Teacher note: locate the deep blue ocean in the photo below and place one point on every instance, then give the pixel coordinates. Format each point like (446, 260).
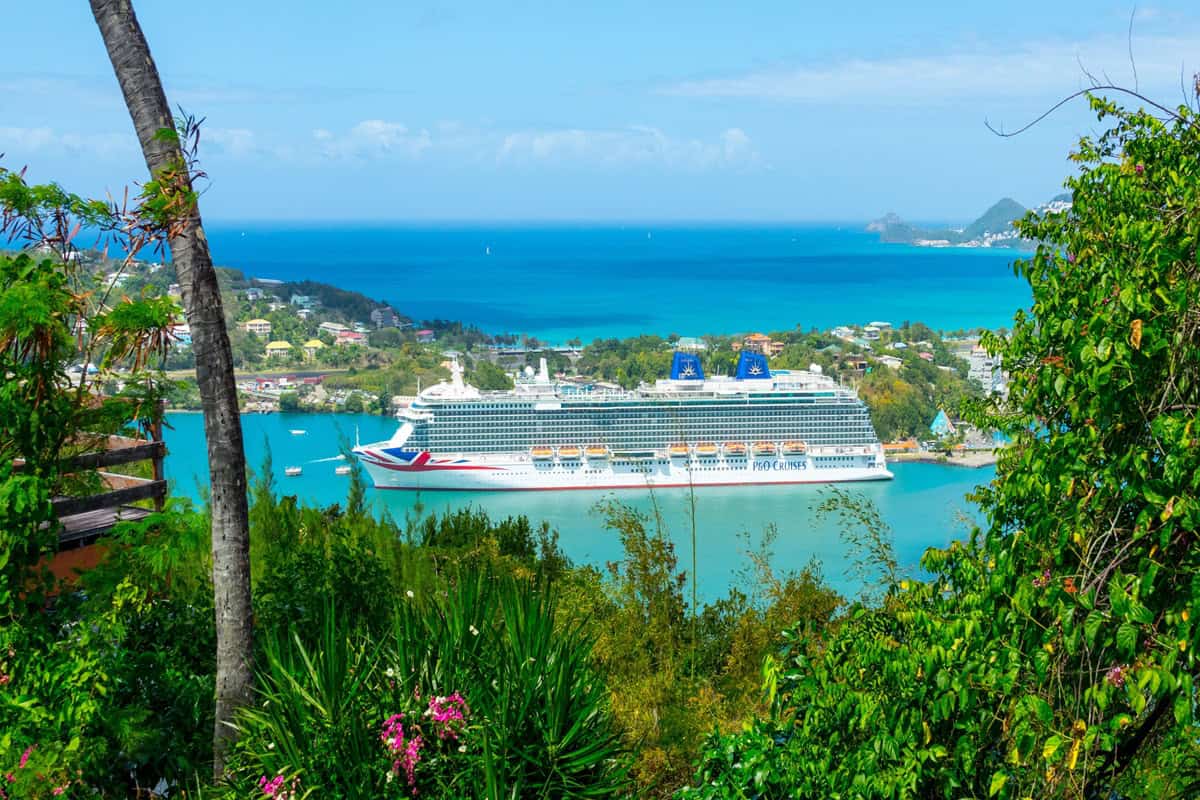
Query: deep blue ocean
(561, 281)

...

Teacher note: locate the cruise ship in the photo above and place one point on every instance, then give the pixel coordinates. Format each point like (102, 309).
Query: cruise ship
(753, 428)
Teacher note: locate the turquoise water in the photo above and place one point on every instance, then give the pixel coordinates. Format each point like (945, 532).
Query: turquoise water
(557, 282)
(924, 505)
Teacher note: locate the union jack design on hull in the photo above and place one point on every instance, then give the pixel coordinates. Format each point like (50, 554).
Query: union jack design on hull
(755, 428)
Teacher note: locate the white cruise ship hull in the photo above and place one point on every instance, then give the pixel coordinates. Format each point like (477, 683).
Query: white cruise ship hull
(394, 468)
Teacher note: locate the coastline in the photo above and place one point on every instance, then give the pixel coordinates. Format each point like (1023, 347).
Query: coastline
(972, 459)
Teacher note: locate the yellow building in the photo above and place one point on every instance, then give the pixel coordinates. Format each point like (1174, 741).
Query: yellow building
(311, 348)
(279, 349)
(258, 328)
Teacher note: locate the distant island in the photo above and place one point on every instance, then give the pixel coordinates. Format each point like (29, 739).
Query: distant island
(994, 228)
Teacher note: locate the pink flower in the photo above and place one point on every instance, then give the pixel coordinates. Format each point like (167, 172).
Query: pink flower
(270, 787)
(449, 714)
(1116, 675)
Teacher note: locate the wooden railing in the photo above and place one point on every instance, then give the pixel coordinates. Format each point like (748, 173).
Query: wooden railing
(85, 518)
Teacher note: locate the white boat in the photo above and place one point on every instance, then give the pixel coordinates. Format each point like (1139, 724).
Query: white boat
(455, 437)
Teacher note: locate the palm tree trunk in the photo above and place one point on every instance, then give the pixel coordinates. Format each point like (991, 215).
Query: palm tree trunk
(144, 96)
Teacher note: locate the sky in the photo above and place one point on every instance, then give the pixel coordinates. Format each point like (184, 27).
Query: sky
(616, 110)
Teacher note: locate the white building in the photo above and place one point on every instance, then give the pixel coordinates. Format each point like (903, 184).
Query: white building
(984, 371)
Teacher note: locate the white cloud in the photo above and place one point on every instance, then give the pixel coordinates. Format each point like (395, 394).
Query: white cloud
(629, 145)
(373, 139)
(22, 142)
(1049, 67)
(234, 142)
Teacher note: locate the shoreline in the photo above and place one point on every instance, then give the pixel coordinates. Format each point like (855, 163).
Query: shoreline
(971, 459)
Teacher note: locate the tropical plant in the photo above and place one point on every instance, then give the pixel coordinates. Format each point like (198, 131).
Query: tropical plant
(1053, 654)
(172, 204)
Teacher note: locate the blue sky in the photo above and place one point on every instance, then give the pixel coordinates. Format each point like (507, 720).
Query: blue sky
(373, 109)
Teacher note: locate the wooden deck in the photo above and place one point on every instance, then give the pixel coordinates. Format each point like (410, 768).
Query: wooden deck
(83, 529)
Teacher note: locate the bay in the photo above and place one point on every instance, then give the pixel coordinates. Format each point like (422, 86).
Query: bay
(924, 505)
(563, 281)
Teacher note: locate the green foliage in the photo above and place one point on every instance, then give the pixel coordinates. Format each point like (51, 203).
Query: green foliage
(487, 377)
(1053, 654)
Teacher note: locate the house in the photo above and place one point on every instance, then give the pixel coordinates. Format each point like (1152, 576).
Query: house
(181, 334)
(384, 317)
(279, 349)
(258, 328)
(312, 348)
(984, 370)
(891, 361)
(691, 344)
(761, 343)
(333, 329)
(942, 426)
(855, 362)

...

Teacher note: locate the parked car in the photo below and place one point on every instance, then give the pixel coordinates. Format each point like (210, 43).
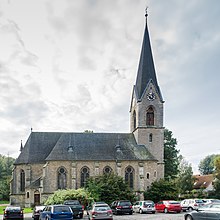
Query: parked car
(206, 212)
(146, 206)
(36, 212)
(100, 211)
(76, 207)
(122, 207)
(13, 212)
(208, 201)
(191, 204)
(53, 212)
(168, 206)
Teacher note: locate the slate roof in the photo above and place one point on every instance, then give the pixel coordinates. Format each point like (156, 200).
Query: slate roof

**Description of the task**
Which lines in the data hold the string "below"? Copy each of them.

**Output**
Teacher note: locate the deep blue ocean in the photo below and place one point on every instance, then give the pixel coordinates. Format each point like (446, 260).
Teacher note: locate the parked car in the photo below and place one point on every instance, then give the pixel coordinates. Format each point like (210, 43).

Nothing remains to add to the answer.